▶ **Exercise A**
In the discussion on U.S. Indochina policy, why does one reply call Diem "a cancer"? Answer in one to three sentences.
▶ **Exercise B**
Please print the part of the discussion on U.S. Indochina policy that starts with "I disagree that" and runs through "of East Asia.".

▶ **Text for analysis**
☆ ☆ ☆ ☆
I missed this earlier.

Do you think U.S. policy makers deliberately supported Pol Pot because they knew he was going to kill a couple million people?
 
Oberon said:
Our Indochina policy was an outgrowth of Roosevelt's postwar plans made during WW II to dismantle the remnants of European colonialism and modernize Asia into independent states. Khrushchev and Mao had other, imperialist plans of their own for SE Asia.

I-see-what-you-did-there.jpg
 
I missed this earlier.

Do you think U.S. policy makers deliberately supported Pol Pot because they knew he was going to kill a couple million people?
That doesn't matter. We are no better than the Soviets or the Maoists (who, by the way, also supported Pol Pot to escape Soviet influence) if we support Red Fascists like Pol Pot.
 

Yup. That was always an excuse for imperialism in the Scramble for Africa period, and such. Fits nicely into the whole scientific racism thing. And somehow, with all our "modernized" bombs, guns, choppers and tanks, we still weren't able to beat guerrillas in their own land.
 
I disagree that U.S. policy was a 'series of mistakes'; we actually achieved the main strategic goal, which was preventing the Soviets from establishing a major warm water naval base astride key trading routes, where they would have eventually strangled the rest of East Asia.

Yeah, I'm sure that withdrawing from the region in '73 with 50,000 dead Americans sure "prevented' the Soviets from doing anything.

Our Indochina policy was an outgrowth of Roosevelt's postwar plans made during WW II to dismantle the remnants of European colonialism and modernize Asia into independent states. Khrushchev and Mao had other, imperialist plans of their own for SE Asia.

Utter garbage. The very first step post WW2 was to give our support to the French re-colonizing Indochina.

]The first 'serious mistake' for the U.S. was John Kennedy's assassination of Diem, which pretty much made an escalation automatic.

Diem's successors were incompetent, but Diem himself was a cancer. Putting a repressive Christian theocrat in charge of Buddhist majority country was a recipe for disaster.

If you're interested, we can walk through it all. I'll also throw in that the war also is the war that bankrupted the Soviet Union, despite Reagan falsely taking credit for that, an added benefit. Another, unintended benefit, was the U.S. presence also defused a budding war between the Soviets and Chinese as well, which could have easily kicked off a third 'world war', a nuclear one. More on that also, later.

That is pure fantasy. The U.S. wasted far more resources in Vietnam than the USSR did, not to mention that it was way too early. The war actually exacerbated tensions in the Sino-Soviet relationship, especially in '79 when Vietnam and China fought.

Do you think U.S. policy makers deliberately supported Pol Pot because they knew he was going to kill a couple million people?

No, but it was the sad consequence of their stupidity. They couldn't have known just how nasty he would be beforehand, but it was still utterly moronic to have supported him.
 
Utter garbage. The very first step post WW2 was to give our support to the French re-colonizing Indochina.

And the Japanese war criminals, don't forget them!
☆ ☆ ☆ ☆
(Point-per-instance localization data)
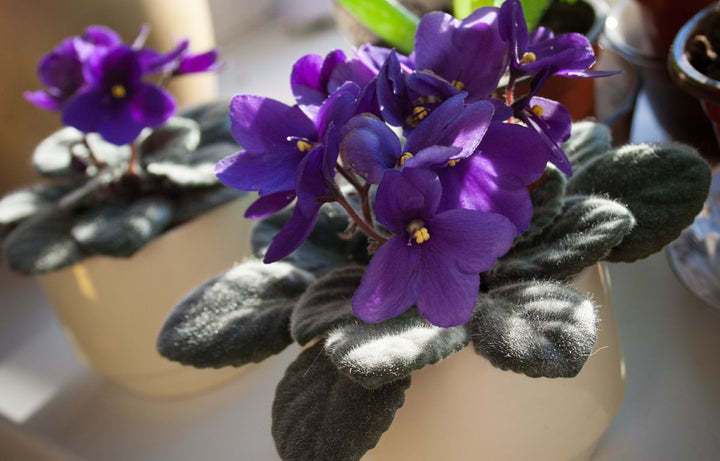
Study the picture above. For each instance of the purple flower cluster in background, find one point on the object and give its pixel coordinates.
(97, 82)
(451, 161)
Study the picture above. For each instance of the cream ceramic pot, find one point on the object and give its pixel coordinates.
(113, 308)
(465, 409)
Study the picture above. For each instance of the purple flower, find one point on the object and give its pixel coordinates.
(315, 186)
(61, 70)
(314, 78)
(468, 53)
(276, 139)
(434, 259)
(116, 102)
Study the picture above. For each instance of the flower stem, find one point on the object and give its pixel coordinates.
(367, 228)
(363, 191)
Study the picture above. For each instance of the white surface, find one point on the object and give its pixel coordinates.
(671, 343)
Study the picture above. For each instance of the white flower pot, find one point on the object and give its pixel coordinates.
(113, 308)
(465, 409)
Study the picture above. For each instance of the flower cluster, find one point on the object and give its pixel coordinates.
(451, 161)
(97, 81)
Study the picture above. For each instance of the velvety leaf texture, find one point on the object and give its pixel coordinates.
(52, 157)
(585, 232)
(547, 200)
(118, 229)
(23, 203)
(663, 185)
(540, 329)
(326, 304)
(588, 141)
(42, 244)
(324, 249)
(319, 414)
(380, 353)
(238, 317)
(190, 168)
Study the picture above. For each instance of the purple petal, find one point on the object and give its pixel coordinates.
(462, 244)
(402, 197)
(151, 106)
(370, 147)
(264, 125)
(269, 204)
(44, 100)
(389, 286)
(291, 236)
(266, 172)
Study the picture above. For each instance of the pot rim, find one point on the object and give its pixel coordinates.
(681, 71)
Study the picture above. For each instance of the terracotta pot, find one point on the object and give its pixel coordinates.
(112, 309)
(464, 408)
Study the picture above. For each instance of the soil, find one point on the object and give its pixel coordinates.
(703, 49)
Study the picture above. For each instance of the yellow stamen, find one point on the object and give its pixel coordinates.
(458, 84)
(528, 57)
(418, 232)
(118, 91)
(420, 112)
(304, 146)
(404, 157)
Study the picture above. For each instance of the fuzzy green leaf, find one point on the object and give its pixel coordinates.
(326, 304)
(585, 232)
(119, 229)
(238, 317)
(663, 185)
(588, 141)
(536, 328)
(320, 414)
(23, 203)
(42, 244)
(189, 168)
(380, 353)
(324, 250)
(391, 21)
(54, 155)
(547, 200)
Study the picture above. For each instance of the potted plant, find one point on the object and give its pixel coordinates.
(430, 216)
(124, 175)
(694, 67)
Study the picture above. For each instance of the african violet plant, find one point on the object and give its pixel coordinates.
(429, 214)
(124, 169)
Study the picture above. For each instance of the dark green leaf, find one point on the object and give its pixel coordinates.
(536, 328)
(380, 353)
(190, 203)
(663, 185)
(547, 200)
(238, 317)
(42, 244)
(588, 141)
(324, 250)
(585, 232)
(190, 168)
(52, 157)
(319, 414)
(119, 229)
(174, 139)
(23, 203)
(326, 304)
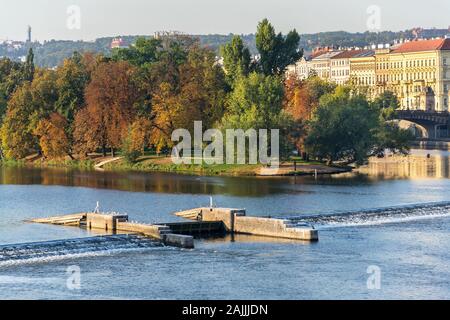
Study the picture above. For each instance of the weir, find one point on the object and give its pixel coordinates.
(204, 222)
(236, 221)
☆ ☆ ☆ ☆
▶ **Task answer A**
The reply calls Diem a cancer because putting a repressive Christian theocrat in charge of a Buddhist-majority country was a recipe for disaster.

▶ **Task answer B**
I disagree that U.S. policy was a 'series of mistakes'; we actually achieved the main strategic goal, which was preventing the Soviets from establishing a major warm water naval base astride key trading routes, where they would have eventually strangled the rest of East Asia.